Repeat the following lines exactly and nothing else: the line containing "green background in the photo above." and each line after it through the end of the listing.
-- Start of Dataset entries --
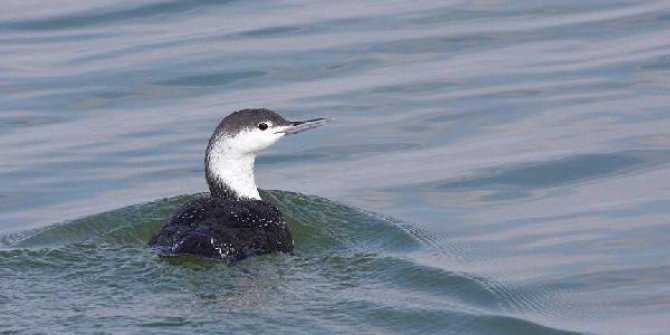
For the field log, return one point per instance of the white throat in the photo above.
(233, 169)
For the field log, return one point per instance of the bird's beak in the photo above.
(300, 126)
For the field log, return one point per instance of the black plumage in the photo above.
(231, 224)
(225, 229)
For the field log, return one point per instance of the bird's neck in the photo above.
(230, 174)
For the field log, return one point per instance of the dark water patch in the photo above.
(341, 253)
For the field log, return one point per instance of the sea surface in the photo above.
(493, 167)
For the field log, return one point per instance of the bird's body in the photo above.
(233, 222)
(226, 229)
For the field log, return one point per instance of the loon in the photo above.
(233, 222)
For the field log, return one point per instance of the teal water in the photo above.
(493, 167)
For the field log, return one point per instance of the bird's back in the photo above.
(226, 229)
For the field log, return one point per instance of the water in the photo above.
(494, 168)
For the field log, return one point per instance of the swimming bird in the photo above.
(233, 222)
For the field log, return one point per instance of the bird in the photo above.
(233, 222)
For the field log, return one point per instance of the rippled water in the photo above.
(521, 148)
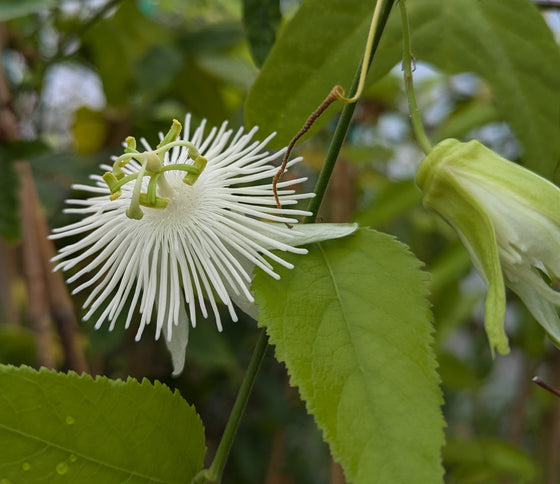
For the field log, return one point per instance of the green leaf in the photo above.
(10, 9)
(509, 45)
(261, 19)
(320, 47)
(352, 324)
(70, 428)
(17, 345)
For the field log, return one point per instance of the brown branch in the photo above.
(60, 304)
(546, 386)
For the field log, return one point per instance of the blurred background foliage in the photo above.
(78, 76)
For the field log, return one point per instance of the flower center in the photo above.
(151, 165)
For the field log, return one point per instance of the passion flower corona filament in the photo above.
(173, 230)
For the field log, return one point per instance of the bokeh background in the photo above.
(78, 76)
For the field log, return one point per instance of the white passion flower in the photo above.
(181, 227)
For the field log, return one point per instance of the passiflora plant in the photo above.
(208, 219)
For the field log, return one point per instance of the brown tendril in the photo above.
(546, 386)
(336, 93)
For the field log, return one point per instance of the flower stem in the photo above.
(345, 118)
(415, 119)
(214, 474)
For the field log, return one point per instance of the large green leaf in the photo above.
(18, 8)
(69, 428)
(128, 36)
(506, 43)
(320, 47)
(352, 324)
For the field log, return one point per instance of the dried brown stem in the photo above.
(61, 307)
(335, 93)
(37, 292)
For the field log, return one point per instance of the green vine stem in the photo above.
(344, 121)
(415, 118)
(214, 473)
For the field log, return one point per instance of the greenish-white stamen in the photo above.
(152, 166)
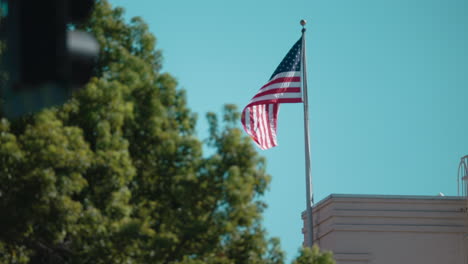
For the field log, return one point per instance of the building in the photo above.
(389, 229)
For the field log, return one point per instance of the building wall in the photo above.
(392, 229)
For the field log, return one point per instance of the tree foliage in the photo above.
(117, 174)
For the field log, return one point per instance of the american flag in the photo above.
(260, 116)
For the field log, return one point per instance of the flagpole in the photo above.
(309, 190)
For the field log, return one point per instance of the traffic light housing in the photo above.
(43, 58)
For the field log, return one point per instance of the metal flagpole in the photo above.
(309, 190)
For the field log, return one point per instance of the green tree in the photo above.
(117, 174)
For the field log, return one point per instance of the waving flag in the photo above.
(260, 116)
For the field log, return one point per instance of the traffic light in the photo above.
(43, 58)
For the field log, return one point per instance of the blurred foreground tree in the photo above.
(117, 175)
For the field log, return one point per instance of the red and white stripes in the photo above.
(260, 116)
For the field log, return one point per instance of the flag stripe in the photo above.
(260, 117)
(279, 91)
(282, 80)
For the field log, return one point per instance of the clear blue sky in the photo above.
(388, 89)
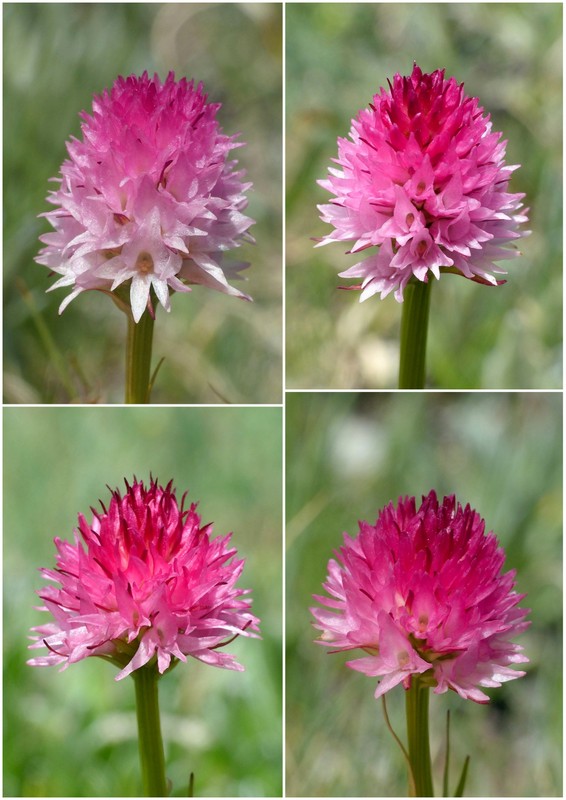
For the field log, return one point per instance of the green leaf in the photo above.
(462, 782)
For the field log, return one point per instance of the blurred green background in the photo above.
(510, 56)
(74, 733)
(56, 56)
(349, 455)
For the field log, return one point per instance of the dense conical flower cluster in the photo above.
(148, 584)
(423, 178)
(422, 592)
(148, 195)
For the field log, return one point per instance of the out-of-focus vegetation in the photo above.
(74, 733)
(56, 56)
(510, 56)
(347, 457)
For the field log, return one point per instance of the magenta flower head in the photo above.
(422, 593)
(423, 178)
(148, 197)
(146, 585)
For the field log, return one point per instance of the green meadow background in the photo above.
(73, 734)
(338, 55)
(348, 456)
(217, 349)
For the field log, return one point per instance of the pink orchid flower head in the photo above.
(149, 197)
(422, 592)
(147, 584)
(422, 178)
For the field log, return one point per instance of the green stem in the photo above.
(416, 699)
(149, 732)
(138, 358)
(414, 325)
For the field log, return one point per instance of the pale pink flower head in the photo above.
(423, 178)
(422, 592)
(147, 584)
(148, 197)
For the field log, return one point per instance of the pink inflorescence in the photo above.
-- End of Dataset entries --
Problem solution:
For the field log, return one point per instance of the blurred green background in the photo above.
(510, 56)
(74, 733)
(56, 56)
(349, 455)
For the field log, return one point per instance of the dense conical flower cluster in the photo above.
(148, 584)
(423, 178)
(422, 592)
(148, 195)
For the field log, return one point per instance of the out-of-focus vegetation in the photo above.
(74, 733)
(56, 56)
(510, 56)
(347, 457)
For the field log, return one point per instance of the magenta flower head in the photo above.
(422, 593)
(423, 178)
(148, 197)
(146, 585)
For the field log, return one point per instance of the green meadow background in the photo above.
(73, 734)
(338, 55)
(348, 456)
(217, 349)
For the field log, return one point per instance of the pink orchid flower head in the photo above.
(149, 197)
(422, 592)
(147, 584)
(422, 178)
For the field log, return one point per instance of the green stem in the photo above.
(416, 699)
(149, 732)
(138, 358)
(414, 325)
For the field log, return one point per instance of the pale pink flower head in the photo above.
(423, 178)
(422, 592)
(147, 584)
(148, 197)
For the field log, return one point per instance of the pink inflorescence in the photo above.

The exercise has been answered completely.